Count the lines in the data below that contain the string "black", with case counting, and reply with only that number.

* Begin *

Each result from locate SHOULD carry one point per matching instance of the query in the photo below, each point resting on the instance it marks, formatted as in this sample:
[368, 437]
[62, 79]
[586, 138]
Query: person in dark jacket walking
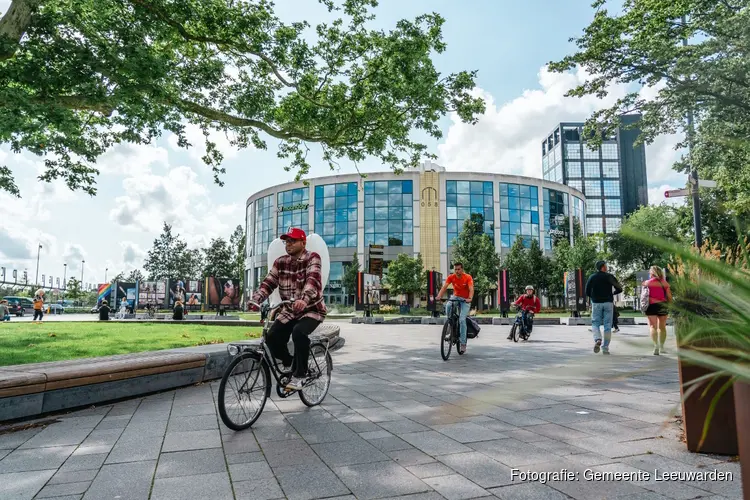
[601, 289]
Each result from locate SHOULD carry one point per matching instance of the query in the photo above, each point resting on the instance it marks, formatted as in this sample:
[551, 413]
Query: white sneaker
[296, 384]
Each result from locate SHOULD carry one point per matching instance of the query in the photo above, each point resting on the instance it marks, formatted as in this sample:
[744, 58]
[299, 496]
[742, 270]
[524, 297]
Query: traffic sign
[676, 193]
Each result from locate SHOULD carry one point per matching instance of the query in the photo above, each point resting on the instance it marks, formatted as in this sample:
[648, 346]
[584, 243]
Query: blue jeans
[463, 313]
[601, 316]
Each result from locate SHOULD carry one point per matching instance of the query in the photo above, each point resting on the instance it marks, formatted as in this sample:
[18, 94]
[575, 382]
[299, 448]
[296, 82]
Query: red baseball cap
[294, 233]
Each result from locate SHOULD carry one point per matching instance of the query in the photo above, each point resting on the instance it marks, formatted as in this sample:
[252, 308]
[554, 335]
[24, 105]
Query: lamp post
[38, 250]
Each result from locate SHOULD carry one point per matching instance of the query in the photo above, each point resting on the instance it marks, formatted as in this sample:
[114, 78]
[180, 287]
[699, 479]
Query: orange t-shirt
[460, 285]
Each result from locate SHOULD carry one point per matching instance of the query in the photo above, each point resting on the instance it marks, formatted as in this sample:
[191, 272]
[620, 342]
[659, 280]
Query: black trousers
[299, 330]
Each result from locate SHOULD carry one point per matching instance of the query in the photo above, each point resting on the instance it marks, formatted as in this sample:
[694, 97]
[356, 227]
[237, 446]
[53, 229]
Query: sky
[139, 187]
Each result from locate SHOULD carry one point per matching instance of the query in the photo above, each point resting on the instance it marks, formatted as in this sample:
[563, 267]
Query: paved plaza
[399, 422]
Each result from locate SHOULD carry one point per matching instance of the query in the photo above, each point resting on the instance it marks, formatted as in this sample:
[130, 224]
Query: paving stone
[23, 485]
[58, 490]
[261, 489]
[192, 423]
[135, 448]
[191, 440]
[306, 482]
[528, 491]
[455, 487]
[189, 463]
[214, 486]
[116, 479]
[433, 443]
[467, 432]
[353, 451]
[380, 479]
[250, 471]
[479, 468]
[22, 460]
[83, 462]
[74, 477]
[434, 469]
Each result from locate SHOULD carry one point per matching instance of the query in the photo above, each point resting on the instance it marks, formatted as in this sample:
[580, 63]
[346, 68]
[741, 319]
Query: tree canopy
[77, 77]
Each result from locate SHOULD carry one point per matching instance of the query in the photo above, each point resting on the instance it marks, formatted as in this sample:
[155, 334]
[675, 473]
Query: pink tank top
[656, 292]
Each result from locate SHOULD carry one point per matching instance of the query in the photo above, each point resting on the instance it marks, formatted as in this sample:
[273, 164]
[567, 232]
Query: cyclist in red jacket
[530, 303]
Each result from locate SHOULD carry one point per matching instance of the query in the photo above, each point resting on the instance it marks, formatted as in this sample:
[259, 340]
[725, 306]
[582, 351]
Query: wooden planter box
[742, 409]
[722, 433]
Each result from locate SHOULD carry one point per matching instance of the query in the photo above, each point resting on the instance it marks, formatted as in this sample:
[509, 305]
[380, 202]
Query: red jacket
[529, 303]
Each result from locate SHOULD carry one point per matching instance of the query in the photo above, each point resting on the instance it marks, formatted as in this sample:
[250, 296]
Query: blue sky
[508, 42]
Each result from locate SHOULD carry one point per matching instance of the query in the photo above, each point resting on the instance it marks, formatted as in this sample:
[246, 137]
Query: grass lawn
[33, 343]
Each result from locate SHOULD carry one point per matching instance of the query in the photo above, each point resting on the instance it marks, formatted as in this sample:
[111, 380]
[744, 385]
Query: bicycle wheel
[243, 391]
[319, 366]
[514, 332]
[446, 340]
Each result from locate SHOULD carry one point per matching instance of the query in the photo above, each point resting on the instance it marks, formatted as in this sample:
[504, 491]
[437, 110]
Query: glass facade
[263, 224]
[336, 214]
[293, 210]
[389, 213]
[555, 217]
[519, 213]
[464, 199]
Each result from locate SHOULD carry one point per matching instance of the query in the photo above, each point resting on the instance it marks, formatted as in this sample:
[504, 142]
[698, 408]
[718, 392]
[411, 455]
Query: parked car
[19, 305]
[55, 309]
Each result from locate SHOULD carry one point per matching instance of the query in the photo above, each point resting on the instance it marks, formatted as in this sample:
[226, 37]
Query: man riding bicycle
[299, 278]
[463, 288]
[529, 303]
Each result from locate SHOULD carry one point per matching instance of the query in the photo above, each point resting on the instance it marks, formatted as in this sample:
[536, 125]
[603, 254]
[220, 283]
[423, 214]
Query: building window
[594, 225]
[591, 169]
[263, 224]
[611, 169]
[593, 207]
[613, 224]
[612, 206]
[389, 216]
[464, 199]
[579, 219]
[555, 217]
[574, 170]
[519, 213]
[576, 184]
[609, 151]
[293, 210]
[336, 214]
[611, 188]
[590, 154]
[593, 188]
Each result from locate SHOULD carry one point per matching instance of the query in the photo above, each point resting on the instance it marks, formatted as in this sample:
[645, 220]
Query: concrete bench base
[40, 388]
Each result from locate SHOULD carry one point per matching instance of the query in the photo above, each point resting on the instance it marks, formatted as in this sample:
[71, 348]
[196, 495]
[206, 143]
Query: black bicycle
[519, 329]
[246, 384]
[450, 334]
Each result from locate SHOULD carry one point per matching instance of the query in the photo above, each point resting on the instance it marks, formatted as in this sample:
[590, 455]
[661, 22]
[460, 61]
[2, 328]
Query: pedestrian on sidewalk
[601, 288]
[658, 294]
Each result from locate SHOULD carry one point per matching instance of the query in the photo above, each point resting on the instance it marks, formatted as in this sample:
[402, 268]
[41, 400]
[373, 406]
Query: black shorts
[658, 309]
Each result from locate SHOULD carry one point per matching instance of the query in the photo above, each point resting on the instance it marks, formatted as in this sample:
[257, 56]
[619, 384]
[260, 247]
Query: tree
[632, 255]
[643, 46]
[405, 275]
[349, 280]
[476, 251]
[78, 77]
[170, 257]
[219, 259]
[134, 276]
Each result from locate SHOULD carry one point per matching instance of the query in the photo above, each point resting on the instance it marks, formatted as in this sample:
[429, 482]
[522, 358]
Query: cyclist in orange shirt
[463, 287]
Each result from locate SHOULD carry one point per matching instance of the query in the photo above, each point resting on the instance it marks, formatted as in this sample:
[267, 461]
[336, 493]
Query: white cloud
[507, 138]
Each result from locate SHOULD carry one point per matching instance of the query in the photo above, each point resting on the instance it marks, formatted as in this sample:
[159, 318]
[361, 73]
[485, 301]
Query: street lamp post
[36, 279]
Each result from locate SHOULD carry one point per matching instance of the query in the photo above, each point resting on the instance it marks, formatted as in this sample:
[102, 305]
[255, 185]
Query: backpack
[472, 327]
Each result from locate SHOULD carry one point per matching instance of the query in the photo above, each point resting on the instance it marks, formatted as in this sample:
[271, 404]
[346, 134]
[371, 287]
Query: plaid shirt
[297, 279]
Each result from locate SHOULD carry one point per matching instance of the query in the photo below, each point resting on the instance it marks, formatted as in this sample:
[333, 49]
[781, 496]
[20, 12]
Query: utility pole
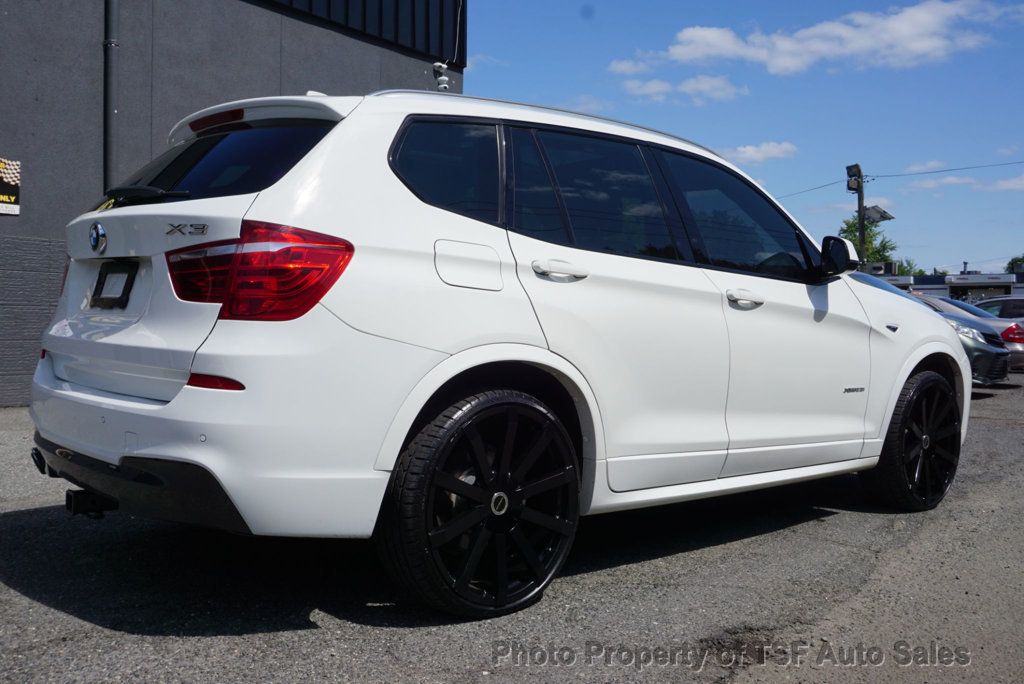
[855, 183]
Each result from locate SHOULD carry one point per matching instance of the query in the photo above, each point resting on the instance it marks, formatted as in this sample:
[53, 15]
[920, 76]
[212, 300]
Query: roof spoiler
[330, 109]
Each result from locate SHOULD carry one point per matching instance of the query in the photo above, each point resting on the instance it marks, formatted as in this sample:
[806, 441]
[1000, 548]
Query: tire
[922, 447]
[482, 506]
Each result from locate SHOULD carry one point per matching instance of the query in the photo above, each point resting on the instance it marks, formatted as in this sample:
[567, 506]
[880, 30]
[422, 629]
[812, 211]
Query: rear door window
[740, 229]
[535, 204]
[452, 165]
[236, 159]
[609, 196]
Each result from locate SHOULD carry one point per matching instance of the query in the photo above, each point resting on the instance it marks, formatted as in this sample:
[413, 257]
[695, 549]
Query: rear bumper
[293, 453]
[166, 489]
[990, 366]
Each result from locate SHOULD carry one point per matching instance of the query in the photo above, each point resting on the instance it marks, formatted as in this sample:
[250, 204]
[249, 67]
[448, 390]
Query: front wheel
[922, 449]
[482, 507]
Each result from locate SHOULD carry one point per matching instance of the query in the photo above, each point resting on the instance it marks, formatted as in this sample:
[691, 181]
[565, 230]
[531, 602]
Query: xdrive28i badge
[97, 239]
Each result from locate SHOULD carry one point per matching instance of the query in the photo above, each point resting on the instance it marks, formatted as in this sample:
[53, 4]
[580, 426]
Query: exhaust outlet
[39, 461]
[88, 504]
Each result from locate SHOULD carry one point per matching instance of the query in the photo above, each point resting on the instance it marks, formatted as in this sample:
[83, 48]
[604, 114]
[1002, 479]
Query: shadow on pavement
[150, 578]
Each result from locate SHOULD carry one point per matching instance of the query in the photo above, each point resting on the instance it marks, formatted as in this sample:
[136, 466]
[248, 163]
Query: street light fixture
[877, 214]
[855, 183]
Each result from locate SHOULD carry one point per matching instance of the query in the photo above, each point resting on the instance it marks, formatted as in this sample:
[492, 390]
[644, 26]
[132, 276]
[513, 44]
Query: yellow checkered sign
[10, 186]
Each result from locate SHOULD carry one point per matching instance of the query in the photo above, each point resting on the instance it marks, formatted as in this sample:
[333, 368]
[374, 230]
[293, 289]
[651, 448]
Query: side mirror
[838, 256]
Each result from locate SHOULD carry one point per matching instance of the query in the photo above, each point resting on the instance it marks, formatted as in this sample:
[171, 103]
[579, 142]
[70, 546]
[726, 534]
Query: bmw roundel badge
[97, 239]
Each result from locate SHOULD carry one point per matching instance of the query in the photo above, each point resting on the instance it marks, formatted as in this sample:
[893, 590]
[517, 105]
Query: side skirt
[606, 501]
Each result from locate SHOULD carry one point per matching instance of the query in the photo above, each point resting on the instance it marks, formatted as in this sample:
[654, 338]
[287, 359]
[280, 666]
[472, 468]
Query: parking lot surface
[801, 583]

* End *

**WORKED ANSWER:** 3